[取り組む課題]:
[A] 境界性パーソナリティ障害の克服についての手記のうち、「ある境界性パーソナリティ障害の克服の手記を紹介します。」という語句を含む箇所で始まり「は2種類の治療を行いました。」で終わる部分を、一字一句変えずに再掲してください。
[B] 境界性パーソナリティ障害の克服についての手記で、この障害の症状として挙げられているものをすべて書き出してください。
[C] 境界性パーソナリティ障害の克服についての手記を、最後の文の次から続けて書いてください。

*** 文書の抜粋

境界性パーソナリティ障害の克服に向けて

境界性パーソナリティ障害の克服

 ある境界性パーソナリティ障害の克服の手記を紹介します。

 

 境界性パーソナリティ障害とは、感情の起伏が激しかったり、情緒不安定で怒りを抑えることができない症状を持つ人のことを言います。また、現実が冷静に理解できないこともあり、若い女性に見られる症状だと言われています。そんな、境界性パーソナリティ障害に、私も悩んでいました。

 

 病気の診断をされたのは、18歳の時で、母親のいる実家から逃げ出した時です。元々、父はおらず、ずっと母と娘で生活してきました。しかし、母は気性が荒い性格だったので、喧嘩をすることが多く、一緒に買い物に行ったり、遊びに行くということがあまりありませんでした。そんな出来事が原因で、私は次第に情緒不安定になり、学校へもあまり行かなくなったのです。そして、病院に行くと上記のような診断を受けました。最初は、そのような病気は知りませんでした。よって、治療と言われても、あまり乗り気にはなれませんでした。しかし、病院の先生の励ましや母から自立したいという思いから、病気を克服したいと徐々に思えるようになりました。そこで、まずは2種類の治療を行いました。

******
*** 表示中のリスト

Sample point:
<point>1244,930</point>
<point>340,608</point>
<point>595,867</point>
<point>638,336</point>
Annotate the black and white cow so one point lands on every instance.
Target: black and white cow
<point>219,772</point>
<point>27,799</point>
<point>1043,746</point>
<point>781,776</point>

******

[課題の解答]:
[A]
ある境界性パーソナリティ障害の克服の手記を紹介します。

 

 境界性パーソナリティ障害とは、感情の起伏が激しかったり、情緒不安定で怒りを抑えることができない症状を持つ人のことを言います。また、現実が冷静に理解できないこともあり、若い女性に見られる症状だと言われています。そんな、境界性パーソナリティ障害に、私も悩んでいました。

 

 病気の診断をされたのは、18歳の時で、母親のいる実家から逃げ出した時です。元々、父はおらず、ずっと母と娘で生活してきました。しかし、母は気性が荒い性格だったので、喧嘩をすることが多く、一緒に買い物に行ったり、遊びに行くということがあまりありませんでした。そんな出来事が原因で、私は次第に情緒不安定になり、学校へもあまり行かなくなったのです。そして、病院に行くと上記のような診断を受けました。最初は、そのような病気は知りませんでした。よって、治療と言われても、あまり乗り気にはなれませんでした。しかし、病院の先生の励ましや母から自立したいという思いから、病気を克服したいと徐々に思えるようになりました。そこで、まずは2種類の治療を行いました。

[B]
- 感情の起伏が激しい
- 情緒不安定である
- 怒りを抑えることができない
- 現実が冷静に理解できないことがある

[C]
 

 まず1つ目は、薬の投与です。例えば、不安になったり、落ち込みが激しい、怒りが収まらないなどの症状に対して、抗うつ剤や抗不安薬を服用しました。しかし、薬は一時的な効果しかないため、もう1つの治療である病院の先生やカウンセラーと一緒に行動療法を行いました。特に、この病気は過去の母との経験が原因であるとされているので、母との辛い出来事にも正面から向き合わなければいけませんでした。治療中は、時に病院の先生やカウンセラーのことを恐怖に感じることもありました。しかし、2年以上に渡って根気強く治療を続けていきました。

 

 すると、次第に精神的に穏やかになることができ、これまでどこかに出掛けたりすることがなかったのですが、一人で買い物に行けるようになりました。さらには、アルバイトを始めることもでき、ケーキ屋さんで販売員として働くようになりました。そこで、社会経験を積んだことが良かったのか、世の中にはいろんな人がいると理解することができるようになりました。お客様に怒られても不安定になることもなく、今は治療を終え、ケーキ屋さんで正社員を目指して頑張っています。